* **WHAT IS BEING ASKED**:
Reproduce everything from "William Kentridge, one" down to "Chafes, in Paris." in the Electra issue overview below, swapping "Bayreuth Festival" for "Salzburg Festival".

* **DOCUMENT SEGMENT**:
== Segment start ==
Journalism and the Media are the central issues of the fourth edition of the magazine Electra. These are obviously current and important topics for the future of our societies. In this dossier, the French philosopher Yves Citton reflects upon the concept of populism; in an interview conducted by the journalist Cristina Margato, the director of Nieman Lab of Harvard University, Joshua Benton, comments on the problems that the press faces in a time of innovation and expansion of digital platforms; the Spanish philosopher and essayist, José Luís Pardo, writes about the way journalism stopped responding to its most ancient social role; the journalist and researcher Jacinto Godinho writes about the relation between journalism and fiction; the teacher and researcher Carla Baptista approaches the topic of fake news, the misinformation, the interests and the regulation in the area of journalism; the director of the Center for Media at Risk, at Annenberg School for Communication, Barbie Zelizer, analyses the relation between crisis and journalism.
The interviewee of this issue is the writer, director and essayist Alexander Kluge, exceptional personality of the German culture since the 60’s. Apart from the plurality of the disciplinary areas he has experimented is the singularity of a work which can’t, in any of its dimensions, be grasped in canonical gender forms.
William Kentridge, one of the most renowned and, simultaneously, most innovative artists of our time, is the author of this edition’s “Portfolio” and cover.
In the section “Selected Works”, the art historian João Pinharanda tells us about the relation of the French with the work of the artist Paula Rego; the essayist and researcher João Pedro Cachopo writes about the Bayreuth Festival and the live transmissions of opera productions; the diplomat and historian Bernardo Futscher Pereira approaches the work of the French philosopher Emmanuel Todd; the Italian researcher Claudio Rozzoni writes apropos de publication of two books regarding Jorge Molder’s work; the poet Manuel de Freitas and Italian curator and philosopher Federico Nicolao shows us the exhibition of the sculptor Rui Chafes, in Paris.
== Segment end ==
* **INFORMATION SUPPLIED**:
== Segment start ==
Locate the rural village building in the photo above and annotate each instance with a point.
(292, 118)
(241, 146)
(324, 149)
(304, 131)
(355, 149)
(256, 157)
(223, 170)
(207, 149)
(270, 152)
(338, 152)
== Segment end ==
* **WRITTEN ANSWER**:
William Kentridge, one of the most renowned and, simultaneously, most innovative artists of our time, is the author of this edition’s “Portfolio” and cover.
In the section “Selected Works”, the art historian João Pinharanda tells us about the relation of the French with the work of the artist Paula Rego; the essayist and researcher João Pedro Cachopo writes about the Salzburg Festival and the live transmissions of opera productions; the diplomat and historian Bernardo Futscher Pereira approaches the work of the French philosopher Emmanuel Todd; the Italian researcher Claudio Rozzoni writes apropos de publication of two books regarding Jorge Molder’s work; the poet Manuel de Freitas and Italian curator and philosopher Federico Nicolao shows us the exhibition of the sculptor Rui Chafes, in Paris.